__Aufgaben__
a – Wie viel Prozent der Bauunternehmen hatten laut dem Text zum Fachkräftemangel 2019 längerfristig Probleme, ausgeschriebene Stellen zu besetzen?
b – Stimmen die folgenden Aussagen mit dem Text zum Fachkräftemangel überein? Beantworte jede mit Ja oder Nein und zitiere die entscheidende Textstelle wörtlich.
(i) Klemens Haselsteiner empfiehlt, Regeln gezielt auf die fünf Prozent auszurichten, die Freiheiten ausnutzen.
(ii) Justus von Liebig erkannte im 19. Jahrhundert, dass ein Ressourcen-Engpass die Entwicklung ökologischer Systeme bremst.
(iii) Nur 12 % der Unternehmen im Bau hatten keine Probleme bei der Besetzung ihrer Stellen.
c – Führe den Text zum Fachkräftemangel in der Bauwirtschaft nach seinem letzten Satz fort.

__Text__
******

Im Idealfall wird das Thema Neue Arbeit zu einer Win-Win-Lösung für Arbeitnehmer und Arbeitgeber, das Ganze wird aber in diesem Sinn sicher noch länger ein Work in Progress bleiben. Der Tausch lautet: mehr Freiheit und gute Bezahlung gegen bessere Leistung. Strabag-Vorstand Klemens Haselsteiner bricht dabei eine Lanze dafür, die Freiheitsregelungen zwar ernsthaft, aber nicht komplett wasserdicht zu machen: „Ich habe die Erfahrung gemacht, wenn man den Mitarbeiterinnen und Mitarbeitern so eine Freiheit zugesteht, dann bekommt man als Arbeitgeber deutlich mehr zurück, denn die wissen das zu schätzen. Und dann gibt es - und da kann man sich jetzt trefflich streiten, wie viele das genau sind - fünf Prozent, die das ausnutzen. Ich warne nur davor, Regeln zu machen, um diese fünf Prozent zu erwischen, denn die erwischen sie nicht, weil die genug Zeit und Interesse haben, um immer wieder Auswege zu finden. Wir müssen also Regeln machen für die 95 Prozent der Belegschaft, die mit solchen Vertrauensvorschüssen usw. vernünftig umgehen. Und dann kriegt man als Arbeitgeber mehr zurück, als man investiert hat.“
Gretchenfrage Mehrvergütung
Die ehemalige Großkonzern-Führungskraft Maximilian Maierhofer über digitale Fachkräfterekrutierung und die Probleme, die im Arbeitnehmermarkt Bauwirtschaft auftreten.
Bereits im 19. Jahrhundert hat der Wissenschaftler Justus von Liebig erkannt, dass ein Ressourcen-Engpass die Entwicklung von ökologischen Systemen bremst und sogar verhindern kann. Gleiches gilt für die wirtschaftliche Stabilität und Entwicklung von Unternehmen. Der aktuelle Rohstoffmangel ist ein gutes Beispiel dafür. Der Mangel an Fachkräften ist jedoch seit längerem ein Engpass-Thema und beeinflusst die Wettbewerbssituation vieler Betriebe.
Schon 2019 hatten 61 % der Bauunternehmen längerfristig Probleme damit, ausgeschriebene Stellen zu besetzen. Schaut man sich die Zahlen der Unternehmen an, die keine Probleme bei der Besetzung ihrer Stellen hatten, wirken diese noch erschreckender: Ganze 12 % waren es nur im Bau.

******

__Sammlungseinträge__
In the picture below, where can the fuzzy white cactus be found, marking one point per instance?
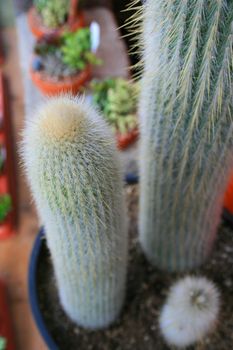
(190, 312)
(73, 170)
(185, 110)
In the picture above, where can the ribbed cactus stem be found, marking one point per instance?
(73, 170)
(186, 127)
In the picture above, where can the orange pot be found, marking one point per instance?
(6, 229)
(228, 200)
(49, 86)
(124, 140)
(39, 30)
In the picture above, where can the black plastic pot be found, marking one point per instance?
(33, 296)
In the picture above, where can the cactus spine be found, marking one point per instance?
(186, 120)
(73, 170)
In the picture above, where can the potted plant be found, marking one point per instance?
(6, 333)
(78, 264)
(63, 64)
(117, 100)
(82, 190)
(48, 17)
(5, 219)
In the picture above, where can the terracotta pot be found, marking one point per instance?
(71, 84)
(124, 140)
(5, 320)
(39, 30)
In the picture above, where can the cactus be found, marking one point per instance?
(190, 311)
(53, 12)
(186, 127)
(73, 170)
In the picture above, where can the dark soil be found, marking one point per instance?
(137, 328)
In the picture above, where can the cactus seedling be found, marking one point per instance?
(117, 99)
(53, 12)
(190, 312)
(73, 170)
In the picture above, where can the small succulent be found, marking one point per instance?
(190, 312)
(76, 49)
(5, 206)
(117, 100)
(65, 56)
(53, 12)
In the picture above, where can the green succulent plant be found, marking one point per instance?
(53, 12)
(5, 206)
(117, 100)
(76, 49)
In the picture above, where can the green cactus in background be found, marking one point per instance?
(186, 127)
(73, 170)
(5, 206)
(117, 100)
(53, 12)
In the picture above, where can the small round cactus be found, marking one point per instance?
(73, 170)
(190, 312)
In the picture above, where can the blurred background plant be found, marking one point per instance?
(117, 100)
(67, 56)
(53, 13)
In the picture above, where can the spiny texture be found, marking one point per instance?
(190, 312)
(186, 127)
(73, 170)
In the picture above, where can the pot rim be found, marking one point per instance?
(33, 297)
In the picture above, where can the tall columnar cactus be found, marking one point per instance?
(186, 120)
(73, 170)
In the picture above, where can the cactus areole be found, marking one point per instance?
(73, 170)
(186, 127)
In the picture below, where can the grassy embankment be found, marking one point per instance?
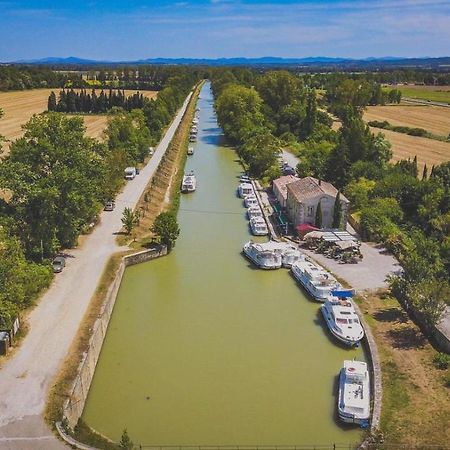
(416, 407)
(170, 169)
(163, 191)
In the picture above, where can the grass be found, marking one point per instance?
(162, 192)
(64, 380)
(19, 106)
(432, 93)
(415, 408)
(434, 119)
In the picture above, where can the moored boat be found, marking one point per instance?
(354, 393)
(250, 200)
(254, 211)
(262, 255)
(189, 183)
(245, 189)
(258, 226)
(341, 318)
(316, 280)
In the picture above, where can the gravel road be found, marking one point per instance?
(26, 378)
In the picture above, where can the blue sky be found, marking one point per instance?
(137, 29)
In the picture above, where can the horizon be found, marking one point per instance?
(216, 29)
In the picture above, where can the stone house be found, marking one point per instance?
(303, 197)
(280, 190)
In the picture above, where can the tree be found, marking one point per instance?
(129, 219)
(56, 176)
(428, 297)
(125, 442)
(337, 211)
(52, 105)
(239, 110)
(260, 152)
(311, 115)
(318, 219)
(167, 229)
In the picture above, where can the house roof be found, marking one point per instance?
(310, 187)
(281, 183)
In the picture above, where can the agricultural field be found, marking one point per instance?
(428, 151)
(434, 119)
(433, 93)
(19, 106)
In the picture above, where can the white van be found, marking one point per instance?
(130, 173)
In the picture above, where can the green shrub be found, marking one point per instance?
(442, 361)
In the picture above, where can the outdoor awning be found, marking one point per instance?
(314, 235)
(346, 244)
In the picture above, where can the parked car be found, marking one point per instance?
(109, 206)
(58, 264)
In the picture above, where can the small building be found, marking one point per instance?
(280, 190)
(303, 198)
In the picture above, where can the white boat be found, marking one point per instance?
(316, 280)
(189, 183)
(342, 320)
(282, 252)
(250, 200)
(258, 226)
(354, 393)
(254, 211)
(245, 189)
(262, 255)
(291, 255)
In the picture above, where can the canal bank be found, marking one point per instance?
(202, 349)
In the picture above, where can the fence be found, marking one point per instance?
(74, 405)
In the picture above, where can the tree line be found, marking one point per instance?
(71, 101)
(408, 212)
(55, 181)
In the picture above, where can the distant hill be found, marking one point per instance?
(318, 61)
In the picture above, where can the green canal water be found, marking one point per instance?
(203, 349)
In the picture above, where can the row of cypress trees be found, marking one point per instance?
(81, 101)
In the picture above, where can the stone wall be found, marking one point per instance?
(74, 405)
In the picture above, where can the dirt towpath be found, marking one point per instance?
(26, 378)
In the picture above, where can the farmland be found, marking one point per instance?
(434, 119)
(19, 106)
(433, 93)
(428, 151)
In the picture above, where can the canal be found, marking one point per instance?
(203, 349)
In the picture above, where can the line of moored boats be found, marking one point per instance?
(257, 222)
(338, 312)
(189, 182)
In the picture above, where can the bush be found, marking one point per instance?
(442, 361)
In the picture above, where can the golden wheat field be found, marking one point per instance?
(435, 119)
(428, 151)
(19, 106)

******

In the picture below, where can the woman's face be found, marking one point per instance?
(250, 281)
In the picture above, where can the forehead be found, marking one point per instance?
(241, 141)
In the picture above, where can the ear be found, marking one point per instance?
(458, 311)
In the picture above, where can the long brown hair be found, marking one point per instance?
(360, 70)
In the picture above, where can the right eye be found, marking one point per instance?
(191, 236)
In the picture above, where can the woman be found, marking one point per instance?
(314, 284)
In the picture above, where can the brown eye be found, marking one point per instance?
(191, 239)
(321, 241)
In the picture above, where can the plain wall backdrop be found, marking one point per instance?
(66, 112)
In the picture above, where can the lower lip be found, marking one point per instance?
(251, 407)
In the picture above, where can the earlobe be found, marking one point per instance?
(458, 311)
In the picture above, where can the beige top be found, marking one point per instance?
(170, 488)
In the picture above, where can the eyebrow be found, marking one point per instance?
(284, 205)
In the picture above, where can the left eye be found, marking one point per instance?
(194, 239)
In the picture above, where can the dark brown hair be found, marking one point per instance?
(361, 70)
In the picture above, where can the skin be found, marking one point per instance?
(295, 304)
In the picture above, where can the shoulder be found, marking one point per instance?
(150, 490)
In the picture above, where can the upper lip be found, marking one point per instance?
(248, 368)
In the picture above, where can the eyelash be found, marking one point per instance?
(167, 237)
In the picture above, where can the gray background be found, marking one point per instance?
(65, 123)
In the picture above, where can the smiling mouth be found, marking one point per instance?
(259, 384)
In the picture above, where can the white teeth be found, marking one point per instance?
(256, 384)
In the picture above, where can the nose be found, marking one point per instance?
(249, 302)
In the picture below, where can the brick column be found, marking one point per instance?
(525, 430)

******

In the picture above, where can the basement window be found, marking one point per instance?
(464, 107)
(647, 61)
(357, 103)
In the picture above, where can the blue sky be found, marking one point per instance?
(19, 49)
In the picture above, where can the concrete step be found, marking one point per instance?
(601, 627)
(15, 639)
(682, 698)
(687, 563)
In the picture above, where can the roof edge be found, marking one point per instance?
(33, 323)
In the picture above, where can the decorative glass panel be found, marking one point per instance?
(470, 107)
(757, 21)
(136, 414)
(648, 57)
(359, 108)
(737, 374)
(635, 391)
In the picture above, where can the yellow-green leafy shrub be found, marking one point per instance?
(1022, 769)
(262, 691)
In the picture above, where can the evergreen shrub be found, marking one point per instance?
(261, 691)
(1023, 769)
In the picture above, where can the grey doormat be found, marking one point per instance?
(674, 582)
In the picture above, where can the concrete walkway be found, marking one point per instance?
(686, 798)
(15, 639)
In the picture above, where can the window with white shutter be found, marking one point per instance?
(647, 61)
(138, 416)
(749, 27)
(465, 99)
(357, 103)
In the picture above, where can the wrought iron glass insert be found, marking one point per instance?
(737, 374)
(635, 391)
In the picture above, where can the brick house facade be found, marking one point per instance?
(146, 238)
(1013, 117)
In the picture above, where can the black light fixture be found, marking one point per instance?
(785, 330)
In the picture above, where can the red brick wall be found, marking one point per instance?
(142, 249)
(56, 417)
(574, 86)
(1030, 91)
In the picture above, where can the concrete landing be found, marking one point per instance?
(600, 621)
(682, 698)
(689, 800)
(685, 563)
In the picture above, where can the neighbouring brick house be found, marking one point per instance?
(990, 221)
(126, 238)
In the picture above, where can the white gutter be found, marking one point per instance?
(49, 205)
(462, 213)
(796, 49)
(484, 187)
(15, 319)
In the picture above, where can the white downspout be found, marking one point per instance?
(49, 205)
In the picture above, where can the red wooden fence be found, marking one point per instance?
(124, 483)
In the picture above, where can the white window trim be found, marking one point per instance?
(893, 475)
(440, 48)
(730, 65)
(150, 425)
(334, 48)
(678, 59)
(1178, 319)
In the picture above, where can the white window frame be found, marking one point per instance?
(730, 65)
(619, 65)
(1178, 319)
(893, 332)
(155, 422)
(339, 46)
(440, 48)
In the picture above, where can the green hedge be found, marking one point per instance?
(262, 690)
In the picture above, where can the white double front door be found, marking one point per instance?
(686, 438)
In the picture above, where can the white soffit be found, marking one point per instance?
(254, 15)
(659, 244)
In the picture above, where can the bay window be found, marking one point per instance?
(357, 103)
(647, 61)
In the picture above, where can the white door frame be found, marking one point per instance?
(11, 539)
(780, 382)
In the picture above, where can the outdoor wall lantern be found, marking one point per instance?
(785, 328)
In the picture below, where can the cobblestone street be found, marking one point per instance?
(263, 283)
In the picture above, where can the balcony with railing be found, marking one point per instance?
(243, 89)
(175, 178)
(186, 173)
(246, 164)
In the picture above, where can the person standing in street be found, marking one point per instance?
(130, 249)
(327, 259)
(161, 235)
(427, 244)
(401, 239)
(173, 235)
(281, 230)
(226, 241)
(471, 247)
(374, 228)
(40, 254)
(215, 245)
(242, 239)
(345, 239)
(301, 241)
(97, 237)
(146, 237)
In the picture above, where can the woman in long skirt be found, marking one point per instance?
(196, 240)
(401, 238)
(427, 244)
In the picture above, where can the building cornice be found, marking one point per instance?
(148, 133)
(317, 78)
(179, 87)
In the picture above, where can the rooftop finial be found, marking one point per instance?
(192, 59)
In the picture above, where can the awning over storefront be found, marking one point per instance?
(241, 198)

******

__Antworten__
a – 61 %

b –
(i) Nein: „Ich warne nur davor, Regeln zu machen, um diese fünf Prozent zu erwischen“
(ii) Ja: „Bereits im 19. Jahrhundert hat der Wissenschaftler Justus von Liebig erkannt, dass ein Ressourcen-Engpass die Entwicklung von ökologischen Systemen bremst“
(iii) Ja: „Ganze 12 % waren es nur im Bau.“

c –
Viele Betriebe haben die aktuelle Situation auf dem Personalmarkt noch nicht verstanden und gehen ihre Personalbeschaffung nach wie vor mit veralteten Methoden an, statt es als eine strategische Aufgabe im Unternehmen anzusehen und zukunftsfähige Konzepte wie Digitales Fachkräfte-Recruiting zu setzen.
Bisher waren Arbeitsklima und Aufgabengebiet die führenden Motivatoren. Seit kurzem gewinnt verständlicherweise die Vergütung zunehmend an Bedeutung. Das bringt viele Betriebe in eine Zwickmühle. Kann ich neuen Mitarbeitern denn mehr bezahlen als den bereits seit längerem Beschäftigten? Bei der Beantwortung dieser Frage wird schnell sichtbar, wie viel ich als Unternehmer bzw. Geschäftsführer in die Unternehmenskultur und das „interne“ Employer Branding investiert habe.
Gute Arbeitgebermarke entscheidet
Bei der Mitarbeitergewinnung wird häufig mangels Ideen in teure Stellenanzeigen oder Personaldienstleister investiert. Dabei übersehen viele Unternehmen, dass ein starkes Employer Branding gerade im digitalen Zeitalter eines der wichtigsten und nachhaltigsten Instrumente im Kampf um die besten Talente ist.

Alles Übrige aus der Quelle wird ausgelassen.